Выступления и статьи Мао Цзэдуна разных лет, ранее не публиковавшиеся в печати. Сборник. Выпуск шестой.— М., Издательство «Прогресс», 1976. ← Mao intern. Herausgegeben von Helmut Martin. München, 1974, s. 51—60. (Гельмут Мартин (ред.). Малоизвестный Мао. См. раздел «Дипломатическое признание, американское эмбарго и атомная война».)

05.09.1958

Из речи на заседании Верховного Государственного Совещания

Кто опубликовал: | 27.01.2022

Мы провели Верховное государственное совещание в феврале, сейчас сентябрь. Шесть месяцев мы не заседали. На совещании в феврале мы вели дискуссию вокруг лозунга «Напрягая все силы, стремясь вперёд, строить социализм по принципу: больше, быстрее, лучше и экономнее». Мы говорили о лозунге «Учитывать обстановку в целом». Не знаю, помнят ли это товарищи. Я тогда ещё говорил, что надо учитывать обстановку не наполовину и не частично, а в целом. Кроме того, я тогда говорил ещё о том, что нужно «идти в массы и черпать у масс». Мы, присутствующие здесь — а в рядах коммунистической партии таких, и кроме нас, ещё очень много, — хотим достичь этого, и на этом мы должны сконцентрировать свои силы. Мы — противоположность гоминьдану. Они идут в массы, ведя себя как чиновники и стремясь внушить подобострастие к господам. Мы идём в массы и черпаем у масс.

[Записи, содержащиеся в наборе данных]
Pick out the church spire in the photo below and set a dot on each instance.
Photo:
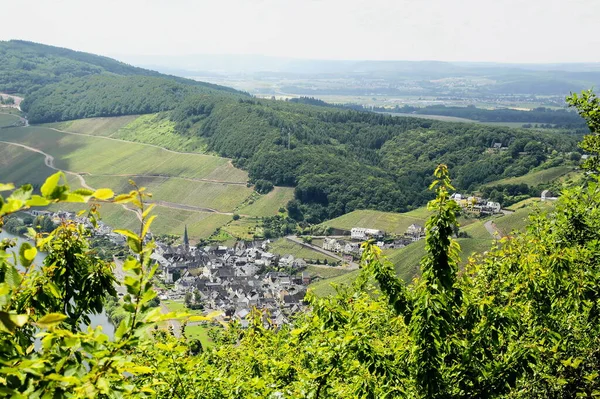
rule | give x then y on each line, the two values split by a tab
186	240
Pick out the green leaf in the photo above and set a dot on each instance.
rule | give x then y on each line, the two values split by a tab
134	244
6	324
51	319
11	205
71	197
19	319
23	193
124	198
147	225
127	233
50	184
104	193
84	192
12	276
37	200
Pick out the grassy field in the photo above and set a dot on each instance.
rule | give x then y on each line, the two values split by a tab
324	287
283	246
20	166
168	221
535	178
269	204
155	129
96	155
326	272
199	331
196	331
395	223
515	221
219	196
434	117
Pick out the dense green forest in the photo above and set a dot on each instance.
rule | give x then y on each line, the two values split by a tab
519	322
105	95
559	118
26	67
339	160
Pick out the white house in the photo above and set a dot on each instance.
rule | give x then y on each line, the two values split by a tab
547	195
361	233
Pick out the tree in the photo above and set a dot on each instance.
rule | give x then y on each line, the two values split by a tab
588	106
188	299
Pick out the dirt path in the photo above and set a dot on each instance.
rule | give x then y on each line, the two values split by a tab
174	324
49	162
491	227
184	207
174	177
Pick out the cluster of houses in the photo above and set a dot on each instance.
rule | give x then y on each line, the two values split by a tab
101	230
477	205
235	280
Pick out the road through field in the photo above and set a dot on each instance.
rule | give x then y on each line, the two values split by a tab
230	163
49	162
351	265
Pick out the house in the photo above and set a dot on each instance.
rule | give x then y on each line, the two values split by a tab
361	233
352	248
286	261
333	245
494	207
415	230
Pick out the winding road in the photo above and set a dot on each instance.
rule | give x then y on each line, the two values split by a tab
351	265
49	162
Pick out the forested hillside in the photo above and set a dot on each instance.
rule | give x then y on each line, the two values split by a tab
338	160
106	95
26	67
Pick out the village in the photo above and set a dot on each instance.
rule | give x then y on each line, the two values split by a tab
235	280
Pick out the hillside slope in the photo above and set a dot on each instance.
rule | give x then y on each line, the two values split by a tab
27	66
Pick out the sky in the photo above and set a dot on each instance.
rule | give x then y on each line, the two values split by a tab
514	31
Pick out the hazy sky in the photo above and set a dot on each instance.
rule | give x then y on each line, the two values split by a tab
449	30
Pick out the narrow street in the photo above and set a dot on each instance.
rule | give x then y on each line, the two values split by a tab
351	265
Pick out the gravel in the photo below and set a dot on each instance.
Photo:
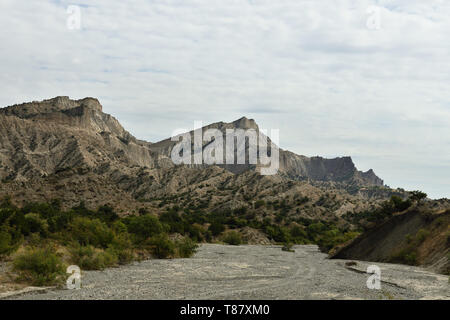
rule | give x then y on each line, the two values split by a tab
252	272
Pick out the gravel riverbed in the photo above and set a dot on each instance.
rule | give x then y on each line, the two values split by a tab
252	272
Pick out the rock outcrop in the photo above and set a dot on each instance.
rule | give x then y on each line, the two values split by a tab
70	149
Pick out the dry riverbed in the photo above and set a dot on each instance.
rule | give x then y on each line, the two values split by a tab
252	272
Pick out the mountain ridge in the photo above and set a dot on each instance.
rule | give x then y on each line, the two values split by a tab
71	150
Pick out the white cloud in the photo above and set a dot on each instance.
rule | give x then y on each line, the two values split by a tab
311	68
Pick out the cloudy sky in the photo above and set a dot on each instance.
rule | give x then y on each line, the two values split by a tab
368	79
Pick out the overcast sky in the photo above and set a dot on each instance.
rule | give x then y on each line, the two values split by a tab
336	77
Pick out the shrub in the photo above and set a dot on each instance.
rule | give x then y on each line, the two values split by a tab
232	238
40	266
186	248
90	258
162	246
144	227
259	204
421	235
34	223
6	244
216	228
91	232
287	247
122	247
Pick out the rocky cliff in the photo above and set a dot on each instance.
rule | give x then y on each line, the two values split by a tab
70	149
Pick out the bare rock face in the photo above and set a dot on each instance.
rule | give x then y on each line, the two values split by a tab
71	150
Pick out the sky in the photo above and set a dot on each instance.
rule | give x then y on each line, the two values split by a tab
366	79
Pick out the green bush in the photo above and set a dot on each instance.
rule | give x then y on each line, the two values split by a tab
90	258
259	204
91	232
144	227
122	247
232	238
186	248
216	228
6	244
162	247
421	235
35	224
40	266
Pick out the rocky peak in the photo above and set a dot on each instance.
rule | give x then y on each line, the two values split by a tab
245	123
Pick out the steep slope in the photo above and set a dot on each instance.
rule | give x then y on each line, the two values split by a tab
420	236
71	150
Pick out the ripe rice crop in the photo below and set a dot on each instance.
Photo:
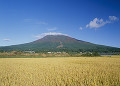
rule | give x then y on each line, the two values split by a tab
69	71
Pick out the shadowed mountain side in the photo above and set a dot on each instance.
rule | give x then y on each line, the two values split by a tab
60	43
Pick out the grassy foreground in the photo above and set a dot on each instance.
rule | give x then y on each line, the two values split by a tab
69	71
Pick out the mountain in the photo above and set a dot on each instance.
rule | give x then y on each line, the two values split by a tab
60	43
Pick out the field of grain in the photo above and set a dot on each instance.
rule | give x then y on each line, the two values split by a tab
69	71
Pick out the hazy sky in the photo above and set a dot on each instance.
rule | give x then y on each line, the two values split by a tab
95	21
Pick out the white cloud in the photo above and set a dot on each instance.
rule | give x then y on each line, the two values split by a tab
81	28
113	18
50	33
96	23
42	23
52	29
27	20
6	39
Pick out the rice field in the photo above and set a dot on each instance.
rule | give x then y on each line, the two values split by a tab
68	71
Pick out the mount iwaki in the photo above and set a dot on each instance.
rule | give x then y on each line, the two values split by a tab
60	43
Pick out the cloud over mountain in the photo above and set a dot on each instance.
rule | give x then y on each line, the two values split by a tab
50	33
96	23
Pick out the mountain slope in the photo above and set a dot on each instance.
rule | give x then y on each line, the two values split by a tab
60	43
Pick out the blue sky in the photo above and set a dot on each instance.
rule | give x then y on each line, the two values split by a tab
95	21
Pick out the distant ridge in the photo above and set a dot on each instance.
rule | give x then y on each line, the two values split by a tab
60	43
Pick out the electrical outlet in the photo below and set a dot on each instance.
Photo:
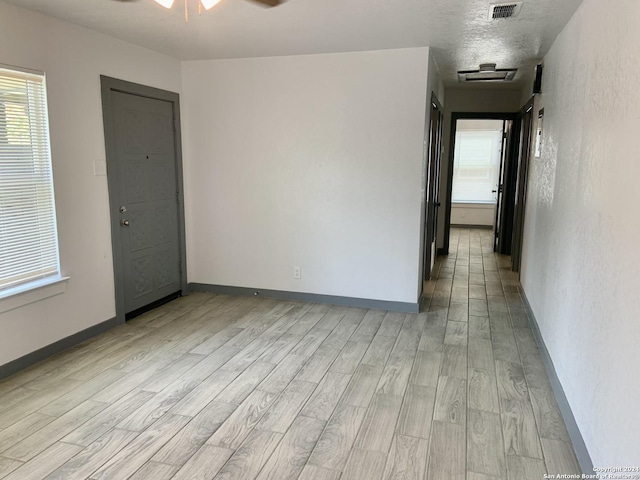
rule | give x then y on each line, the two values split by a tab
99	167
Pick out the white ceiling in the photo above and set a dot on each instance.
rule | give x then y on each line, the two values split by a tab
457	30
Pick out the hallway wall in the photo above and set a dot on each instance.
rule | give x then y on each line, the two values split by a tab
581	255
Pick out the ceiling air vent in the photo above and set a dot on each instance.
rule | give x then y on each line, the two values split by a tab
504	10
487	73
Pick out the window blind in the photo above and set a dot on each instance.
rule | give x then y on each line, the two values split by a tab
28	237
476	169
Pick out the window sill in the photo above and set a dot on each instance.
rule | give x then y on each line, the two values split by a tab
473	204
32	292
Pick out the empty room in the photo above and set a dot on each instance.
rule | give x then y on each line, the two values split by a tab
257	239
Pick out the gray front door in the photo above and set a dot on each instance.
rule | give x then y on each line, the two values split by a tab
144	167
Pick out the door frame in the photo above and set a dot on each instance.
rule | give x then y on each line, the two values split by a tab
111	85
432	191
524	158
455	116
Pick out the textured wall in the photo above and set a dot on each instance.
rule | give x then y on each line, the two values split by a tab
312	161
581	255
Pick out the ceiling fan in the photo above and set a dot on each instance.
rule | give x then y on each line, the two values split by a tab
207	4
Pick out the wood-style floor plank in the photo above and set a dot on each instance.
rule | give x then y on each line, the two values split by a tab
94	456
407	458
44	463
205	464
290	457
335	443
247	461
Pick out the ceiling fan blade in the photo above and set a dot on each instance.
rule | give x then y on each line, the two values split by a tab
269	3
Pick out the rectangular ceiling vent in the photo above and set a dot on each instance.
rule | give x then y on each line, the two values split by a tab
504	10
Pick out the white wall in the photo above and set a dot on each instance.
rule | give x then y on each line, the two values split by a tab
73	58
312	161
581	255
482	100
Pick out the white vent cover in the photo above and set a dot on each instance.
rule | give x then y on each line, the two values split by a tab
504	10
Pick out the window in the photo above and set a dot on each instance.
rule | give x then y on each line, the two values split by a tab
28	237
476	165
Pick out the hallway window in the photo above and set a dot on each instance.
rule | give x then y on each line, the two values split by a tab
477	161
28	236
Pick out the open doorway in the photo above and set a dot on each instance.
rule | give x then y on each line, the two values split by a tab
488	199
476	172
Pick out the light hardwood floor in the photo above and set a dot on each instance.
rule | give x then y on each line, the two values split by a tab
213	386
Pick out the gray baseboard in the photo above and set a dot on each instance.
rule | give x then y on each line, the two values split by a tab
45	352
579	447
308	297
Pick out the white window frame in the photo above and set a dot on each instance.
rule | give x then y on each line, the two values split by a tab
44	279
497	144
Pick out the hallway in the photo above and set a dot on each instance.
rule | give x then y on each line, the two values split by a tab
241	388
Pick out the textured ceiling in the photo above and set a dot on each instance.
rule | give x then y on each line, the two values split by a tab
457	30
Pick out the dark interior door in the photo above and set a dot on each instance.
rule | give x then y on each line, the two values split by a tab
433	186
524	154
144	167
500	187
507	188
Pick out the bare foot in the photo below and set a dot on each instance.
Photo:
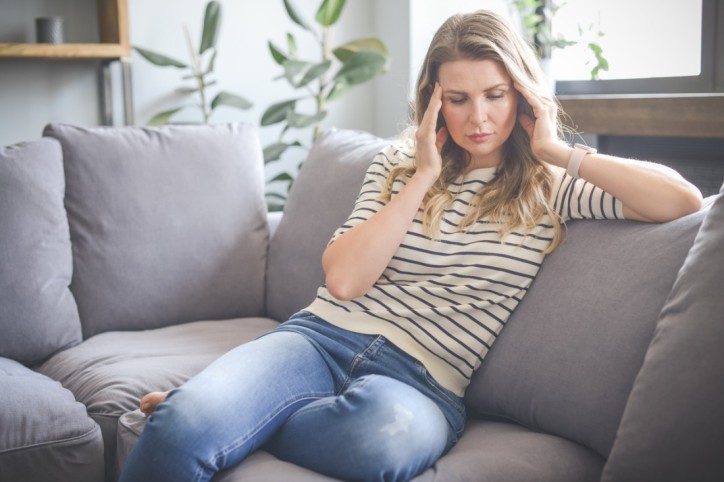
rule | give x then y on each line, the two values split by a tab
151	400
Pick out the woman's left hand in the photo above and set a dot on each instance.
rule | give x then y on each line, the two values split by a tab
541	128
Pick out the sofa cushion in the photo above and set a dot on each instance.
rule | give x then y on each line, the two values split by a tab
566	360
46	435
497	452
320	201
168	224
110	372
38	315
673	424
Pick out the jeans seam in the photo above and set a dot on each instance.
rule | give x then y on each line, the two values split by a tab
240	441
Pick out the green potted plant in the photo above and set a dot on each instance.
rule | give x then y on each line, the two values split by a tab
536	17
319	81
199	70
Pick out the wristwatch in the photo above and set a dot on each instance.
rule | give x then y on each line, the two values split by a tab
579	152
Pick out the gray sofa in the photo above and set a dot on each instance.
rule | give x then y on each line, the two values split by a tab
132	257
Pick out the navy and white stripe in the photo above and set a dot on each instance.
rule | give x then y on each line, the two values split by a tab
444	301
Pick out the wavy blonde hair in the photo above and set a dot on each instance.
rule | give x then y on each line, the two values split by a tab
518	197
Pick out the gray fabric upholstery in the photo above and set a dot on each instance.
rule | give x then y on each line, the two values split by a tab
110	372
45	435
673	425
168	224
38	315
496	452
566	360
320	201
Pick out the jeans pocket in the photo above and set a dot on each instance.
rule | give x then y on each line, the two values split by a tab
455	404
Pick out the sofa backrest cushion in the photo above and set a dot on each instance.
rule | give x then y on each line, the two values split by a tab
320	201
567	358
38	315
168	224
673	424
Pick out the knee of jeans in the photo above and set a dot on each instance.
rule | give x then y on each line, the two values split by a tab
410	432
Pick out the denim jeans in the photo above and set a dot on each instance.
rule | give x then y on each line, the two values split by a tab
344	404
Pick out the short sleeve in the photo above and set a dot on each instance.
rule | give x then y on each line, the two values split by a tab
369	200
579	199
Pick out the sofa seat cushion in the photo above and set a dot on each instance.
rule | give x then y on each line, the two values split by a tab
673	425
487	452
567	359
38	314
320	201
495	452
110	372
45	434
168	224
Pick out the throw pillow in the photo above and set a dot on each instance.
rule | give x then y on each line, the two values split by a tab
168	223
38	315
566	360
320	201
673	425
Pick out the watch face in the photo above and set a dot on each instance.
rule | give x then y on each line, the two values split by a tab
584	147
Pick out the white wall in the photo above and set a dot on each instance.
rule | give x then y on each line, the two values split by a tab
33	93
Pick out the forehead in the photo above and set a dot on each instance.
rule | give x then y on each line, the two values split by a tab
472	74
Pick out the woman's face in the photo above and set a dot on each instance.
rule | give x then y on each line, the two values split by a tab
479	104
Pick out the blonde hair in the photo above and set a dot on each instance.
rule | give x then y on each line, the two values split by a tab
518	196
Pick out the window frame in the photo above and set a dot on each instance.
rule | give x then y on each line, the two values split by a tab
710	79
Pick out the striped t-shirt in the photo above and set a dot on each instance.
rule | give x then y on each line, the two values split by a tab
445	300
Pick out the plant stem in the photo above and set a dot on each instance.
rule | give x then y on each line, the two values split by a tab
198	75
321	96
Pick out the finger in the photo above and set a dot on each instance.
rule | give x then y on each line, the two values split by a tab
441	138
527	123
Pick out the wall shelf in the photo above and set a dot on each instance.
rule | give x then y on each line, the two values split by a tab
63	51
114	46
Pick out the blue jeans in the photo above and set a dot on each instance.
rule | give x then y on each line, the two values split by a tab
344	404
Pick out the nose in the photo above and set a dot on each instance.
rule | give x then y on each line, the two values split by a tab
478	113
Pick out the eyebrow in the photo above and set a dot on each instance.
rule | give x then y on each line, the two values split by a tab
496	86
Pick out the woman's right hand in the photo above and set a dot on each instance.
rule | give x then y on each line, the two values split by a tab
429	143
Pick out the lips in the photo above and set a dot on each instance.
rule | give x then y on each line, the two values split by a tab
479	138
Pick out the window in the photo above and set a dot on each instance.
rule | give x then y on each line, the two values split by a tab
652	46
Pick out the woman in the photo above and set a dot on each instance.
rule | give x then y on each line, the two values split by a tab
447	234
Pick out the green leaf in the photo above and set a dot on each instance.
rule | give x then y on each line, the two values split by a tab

Что нужно сделать
**a.** Перепишите, пожалуйста, фрагмент начиная со слов «Мы провели Верховное» и далее до слов «черпаем у масс.», поставив «партии Гоминьдан» вместо «гоминьдану».
**b.** В каком месяце, по словам фрагмента, прошло предыдущее Верховное государственное совещание?
Записи представляют собой отдельный материал и к фрагменту не относятся.

Ответы к заданиям
**a.**
Мы провели Верховное государственное совещание в феврале, сейчас сентябрь. Шесть месяцев мы не заседали. На совещании в феврале мы вели дискуссию вокруг лозунга «Напрягая все силы, стремясь вперёд, строить социализм по принципу: больше, быстрее, лучше и экономнее». Мы говорили о лозунге «Учитывать обстановку в целом». Не знаю, помнят ли это товарищи. Я тогда ещё говорил, что надо учитывать обстановку не наполовину и не частично, а в целом. Кроме того, я тогда говорил ещё о том, что нужно «идти в массы и черпать у масс». Мы, присутствующие здесь — а в рядах коммунистической партии таких, и кроме нас, ещё очень много, — хотим достичь этого, и на этом мы должны сконцентрировать свои силы. Мы — противоположность партии Гоминьдан. Они идут в массы, ведя себя как чиновники и стремясь внушить подобострастие к господам. Мы идём в массы и черпаем у масс.

**b.** В феврале.